» **AIM OF THE EXERCISE**: Find how many lines of the listing below include the word "photo", then report the number by itself.

» **DATA RECORDS**:

=== Section Start ===

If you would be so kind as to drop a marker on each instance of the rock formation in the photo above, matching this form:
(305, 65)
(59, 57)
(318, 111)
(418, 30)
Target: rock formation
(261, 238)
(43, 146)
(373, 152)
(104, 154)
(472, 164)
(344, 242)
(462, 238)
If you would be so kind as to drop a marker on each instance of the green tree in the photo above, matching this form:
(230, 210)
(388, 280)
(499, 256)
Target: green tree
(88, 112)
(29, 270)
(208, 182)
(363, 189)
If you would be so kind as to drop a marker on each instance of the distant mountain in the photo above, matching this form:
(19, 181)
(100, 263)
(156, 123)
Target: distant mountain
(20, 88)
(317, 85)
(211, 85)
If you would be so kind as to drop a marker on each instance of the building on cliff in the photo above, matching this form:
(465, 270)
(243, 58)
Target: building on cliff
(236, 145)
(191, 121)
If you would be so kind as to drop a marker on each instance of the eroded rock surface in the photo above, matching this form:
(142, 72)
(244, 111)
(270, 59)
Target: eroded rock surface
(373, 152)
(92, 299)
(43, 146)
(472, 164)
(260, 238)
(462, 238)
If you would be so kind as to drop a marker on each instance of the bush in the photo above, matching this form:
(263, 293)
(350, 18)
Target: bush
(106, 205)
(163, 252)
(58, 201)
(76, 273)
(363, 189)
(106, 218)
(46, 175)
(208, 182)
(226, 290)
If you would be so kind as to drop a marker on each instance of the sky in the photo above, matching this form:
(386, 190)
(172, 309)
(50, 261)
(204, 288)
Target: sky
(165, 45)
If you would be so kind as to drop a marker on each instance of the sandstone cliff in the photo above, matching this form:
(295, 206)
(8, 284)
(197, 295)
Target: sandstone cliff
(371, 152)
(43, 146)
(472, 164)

=== Section End ===
=== Section Start ===

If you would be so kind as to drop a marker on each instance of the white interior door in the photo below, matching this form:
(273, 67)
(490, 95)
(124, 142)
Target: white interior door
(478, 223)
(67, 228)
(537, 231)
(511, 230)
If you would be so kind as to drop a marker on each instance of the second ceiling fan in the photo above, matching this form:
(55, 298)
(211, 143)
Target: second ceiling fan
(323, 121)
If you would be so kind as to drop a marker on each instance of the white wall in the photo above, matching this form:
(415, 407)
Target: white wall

=== Section End ===

» **EXERCISE ANSWER**: 11